-- Start of Page extract --
A Look at Trends in Community Centers
Some 7.4 percent of respondents to the Industry Report survey were from community or private recreation and sports centers. More than half (54.7 percent) of these community center respondents were with public organizations. Another 25.8 percent were with private nonprofits, 18 percent were with private for-profit organizations, and 1.6 percent were with some other type of organization.
Community center respondents were most likely to be from the Midwest. Nearly one-third (33.1 percent) of these respondents said they were from that region. They were followed by the West (21.3 percent), the South Atlantic (19.7 percent), the South Central region (16.5 percent), and the Northeast (6.3 percent). Another 3.1 percent of community center respondents said they were from outside the United States.
Some 44.9 percent of community center respondents were from suburban communities. Another 31.5 percent were from urban areas, and 23.6 percent said they were from rural communities.
On average, community center respondents said they reach a population of 71,200 people. Some 27.3 percent reported that the population they reached was less than 20,000, while 16.4 percent said they served a population of 100,000 or more.
More than half (50.4 percent) of community center respondents said that the primary audience served by their facilities was all ages. Another 22 percent said they serve adults ages 19 to 64 as their primary audience. Smaller numbers served an audience of children ages 4 to 12 (19.7 percent), teens (3.9 percent), college students (1.6 percent), seniors (1.6 percent), and infants and toddlers (0.8 percent).
-- End of Page extract --
### Prompt 1
Edit the entries from their first line through the line containing "[[235, 305]]", replacing "white window trim" with "window casing" and leaving everything else unchanged.
The survey text on community centers and the entries come from different sources.
-- Start of Dataset records --
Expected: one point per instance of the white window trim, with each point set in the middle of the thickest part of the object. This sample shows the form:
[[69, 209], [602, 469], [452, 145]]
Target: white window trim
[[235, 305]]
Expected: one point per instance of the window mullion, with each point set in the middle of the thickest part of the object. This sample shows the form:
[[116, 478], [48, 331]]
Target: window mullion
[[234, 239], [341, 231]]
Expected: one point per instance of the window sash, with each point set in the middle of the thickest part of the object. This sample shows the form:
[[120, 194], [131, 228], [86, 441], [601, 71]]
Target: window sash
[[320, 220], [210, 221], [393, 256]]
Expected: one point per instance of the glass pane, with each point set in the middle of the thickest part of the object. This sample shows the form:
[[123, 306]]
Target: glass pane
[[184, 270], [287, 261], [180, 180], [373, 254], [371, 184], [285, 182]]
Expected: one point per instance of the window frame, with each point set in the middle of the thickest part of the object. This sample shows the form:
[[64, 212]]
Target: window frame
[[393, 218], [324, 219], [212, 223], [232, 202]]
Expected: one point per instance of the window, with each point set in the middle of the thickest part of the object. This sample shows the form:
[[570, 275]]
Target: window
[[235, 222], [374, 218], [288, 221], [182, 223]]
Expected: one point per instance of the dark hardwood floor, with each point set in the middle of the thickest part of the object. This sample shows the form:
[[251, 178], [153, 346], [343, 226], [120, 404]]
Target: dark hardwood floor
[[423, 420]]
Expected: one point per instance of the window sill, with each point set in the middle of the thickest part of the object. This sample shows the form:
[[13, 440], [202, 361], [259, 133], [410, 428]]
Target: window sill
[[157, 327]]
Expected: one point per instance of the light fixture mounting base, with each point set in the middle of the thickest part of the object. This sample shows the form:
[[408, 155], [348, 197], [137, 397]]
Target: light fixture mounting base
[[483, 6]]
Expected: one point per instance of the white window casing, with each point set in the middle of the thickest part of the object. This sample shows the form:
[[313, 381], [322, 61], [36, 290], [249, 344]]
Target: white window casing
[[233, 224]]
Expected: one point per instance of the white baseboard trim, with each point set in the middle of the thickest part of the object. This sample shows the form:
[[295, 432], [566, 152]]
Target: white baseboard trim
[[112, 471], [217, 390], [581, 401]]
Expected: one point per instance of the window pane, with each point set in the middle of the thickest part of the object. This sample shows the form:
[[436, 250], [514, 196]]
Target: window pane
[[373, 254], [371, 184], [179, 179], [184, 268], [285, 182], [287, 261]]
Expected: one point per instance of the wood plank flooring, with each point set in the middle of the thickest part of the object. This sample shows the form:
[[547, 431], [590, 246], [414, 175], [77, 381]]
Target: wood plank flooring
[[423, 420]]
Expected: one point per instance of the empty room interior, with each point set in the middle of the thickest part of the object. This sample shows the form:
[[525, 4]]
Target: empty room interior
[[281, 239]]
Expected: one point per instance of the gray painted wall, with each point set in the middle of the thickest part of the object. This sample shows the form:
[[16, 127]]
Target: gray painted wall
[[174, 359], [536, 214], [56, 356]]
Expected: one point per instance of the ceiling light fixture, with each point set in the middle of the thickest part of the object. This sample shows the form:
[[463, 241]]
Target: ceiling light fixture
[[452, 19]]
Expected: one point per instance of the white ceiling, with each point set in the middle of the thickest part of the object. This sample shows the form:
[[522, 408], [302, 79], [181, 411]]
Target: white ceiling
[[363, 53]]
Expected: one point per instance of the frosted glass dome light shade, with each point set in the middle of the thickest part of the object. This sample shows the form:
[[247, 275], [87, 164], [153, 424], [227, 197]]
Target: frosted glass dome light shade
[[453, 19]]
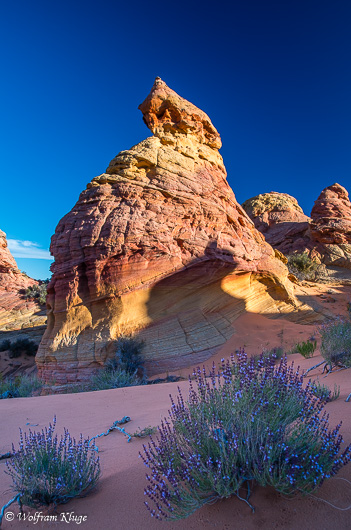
-- End of Dataset records --
### Prompt 2
In the survey text on community centers, what percentage of community center respondents said they were from suburban communities?

### Full solution 1
Expected: one point per instance of the window casing, with each point set in the middle of the thickest part of the object. This sample shows the form:
[[69, 209], [602, 469], [452, 145]]
Target: window casing
[[235, 305]]

### Full solution 2
44.9 percent